**Text extract**
Archaeological Museum of Arta

The Archaeological Museum of Arta has been operating since 2009 in modern facilities at a short distance from the famous Bridge of Arta. It includes a rich collection of ancient artifacts, dating from the Paleolithic to Roman times. The Museum depicts the rise and fall of the ancient Greek city of Ambracia, which started as a colony of Corinth around 625 B.C. during the second Greek colonization, and at Hellenistic times became the capital of the State of King Pyrrhus.

Archaeological Museum of Arta

The Museum is presenting the different political, social, economic, and cultic manifestations of culture from the appearance of prehistoric man until late antiquity in Ambracia and their interpretation through material objects, which, as carriers of these manifestations, acquire meanings in addition to their uses linked to the timelessness of human needs and highlights. Special reference is made to the coexistence of modern Arta with Ambracia, the ancient city being gradually unearthed under the capital of the Regional Unit of Arta.

Museum’s exhibits are presented in four sections. The Exhibition is organized in three main museological sections: public life, burial customs, and houses. At the beginning and end of the exhibition, two smaller spatial units – “Introduction to the exhibition” & “The end of Ambracia” are presented.

Public worship. Marble statuette of Aphrodite from the Prytaneion, Hellenistic period and marble statuette of Aphrodite from a house of Ambracia (early 3rd c. B.C)

The first major section of the exhibition is dedicated to public life within the walls of ancient Ambracia. The second major section of the exhibition is largely dedicated to Ambracia beyond the city walls and takes up a part of the 1st and the entire 2nd gallery. The last part of the first and the entire second gallery is dedicated to Ambracia’s cemeteries. Special reference is made to the location and the spatial organization of cemeteries, the types of graves and burials, the funerary steles, the grave goods accompanying the dead to their last resting place, and lastly, to burial customs. In the third major section of the exhibition are recreated the main spaces of a typical ancient house, such as the courtyard, Oikos, andron, bathing facilities, and storage rooms. Every visitor has the opportunity to understand their function and the inner activities, which were taken place inside, such as domestic cults, preparation of food, banquets, child-rearing. A section of a street bordered by Ambracian houses has been recreated in the space surrounding the museum’s building.

The Museum’s exhibition ends at the end of the 3rd room with a brief presentation of the events concerning the siege of Ambracia by the Roman consul Marcus Fulvius Nobilior during the Aetolian campaign (189-187 B.C.). The Ambracians confronted the Roman catapults but were forced to capitulate and accept a Roman garrison. In this way the city, while maintaining some autonomy, lived under the control of the Roman authorities. These events, combined with Octavian’s victory at the naval battle of Actium (31 B.C.) and the founding of Nicopolis (29 B.C.), led to the gradual abandonment of Ambracia and the wider region so that the inhabitants settled on a large scale in the new city, Nicopolis.

"Introduction to the exhibition"

Geometric Period Finds

The first small section presents the area before the foundation of Ambracia. It includes a rich collection of ancient artifacts, such as the stone tools dating from the Paleolithic Period, the handmade clay vessels, as well as stone and bronze implements dating from the Bronze Age. The existence from the 9th century B.C. onwards of a small, indigenously populated settlement, with houses of perishable materials and handmade pottery, has been confirmed. In the 8th century B.C., the Corinthians established a trading base at the same location, coexisting harmoniously with the natives until the foundation of their colony at the end of the 7th century B.C.

**Challenge 1**
List the main spaces of a typical ancient house that, according to the text on the Archaeological Museum of Arta, are recreated in the third major section of the exhibition.
**Challenge 2**
Reproduce the stretch of the text on the Archaeological Museum of Arta from "Geometric Period Finds" through "7th century B.C.".

**Stored entries**
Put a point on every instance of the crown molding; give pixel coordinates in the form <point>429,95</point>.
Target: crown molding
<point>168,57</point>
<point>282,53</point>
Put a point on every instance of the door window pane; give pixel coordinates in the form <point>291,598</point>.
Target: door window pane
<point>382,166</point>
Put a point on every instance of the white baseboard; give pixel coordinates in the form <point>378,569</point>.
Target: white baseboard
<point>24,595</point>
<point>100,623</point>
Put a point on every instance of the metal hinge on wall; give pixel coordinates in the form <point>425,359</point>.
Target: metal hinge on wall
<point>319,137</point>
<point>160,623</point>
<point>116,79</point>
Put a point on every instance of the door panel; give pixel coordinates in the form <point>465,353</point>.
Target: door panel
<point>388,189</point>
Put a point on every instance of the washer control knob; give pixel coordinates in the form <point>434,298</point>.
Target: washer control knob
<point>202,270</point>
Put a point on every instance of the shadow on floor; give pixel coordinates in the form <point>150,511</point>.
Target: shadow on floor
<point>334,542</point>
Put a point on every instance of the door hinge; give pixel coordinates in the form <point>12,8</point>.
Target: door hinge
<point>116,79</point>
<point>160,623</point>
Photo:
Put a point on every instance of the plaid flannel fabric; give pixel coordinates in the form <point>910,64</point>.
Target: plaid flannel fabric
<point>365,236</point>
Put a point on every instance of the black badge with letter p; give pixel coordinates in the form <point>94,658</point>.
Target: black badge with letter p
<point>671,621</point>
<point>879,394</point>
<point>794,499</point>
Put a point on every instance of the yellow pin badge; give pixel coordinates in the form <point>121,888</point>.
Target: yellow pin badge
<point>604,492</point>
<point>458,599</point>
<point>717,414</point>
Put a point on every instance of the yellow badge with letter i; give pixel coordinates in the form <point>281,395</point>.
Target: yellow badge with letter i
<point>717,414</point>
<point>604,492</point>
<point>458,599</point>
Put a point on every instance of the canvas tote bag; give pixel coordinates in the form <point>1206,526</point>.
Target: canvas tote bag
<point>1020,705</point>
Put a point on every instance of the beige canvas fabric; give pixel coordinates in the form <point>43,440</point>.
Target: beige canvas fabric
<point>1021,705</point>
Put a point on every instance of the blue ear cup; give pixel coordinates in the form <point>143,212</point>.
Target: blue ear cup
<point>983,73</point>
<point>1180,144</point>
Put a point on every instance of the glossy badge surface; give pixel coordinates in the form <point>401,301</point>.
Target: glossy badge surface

**Final answer 1**
courtyard
Oikos
andron
bathing facilities
storage rooms

**Final answer 2**
Geometric Period Finds

The first small section presents the area before the foundation of Ambracia. It includes a rich collection of ancient artifacts, such as the stone tools dating from the Paleolithic Period, the handmade clay vessels, as well as stone and bronze implements dating from the Bronze Age. The existence from the 9th century B.C. onwards of a small, indigenously populated settlement, with houses of perishable materials and handmade pottery, has been confirmed. In the 8th century B.C., the Corinthians established a trading base at the same location, coexisting harmoniously with the natives until the foundation of their colony at the end of the 7th century B.C.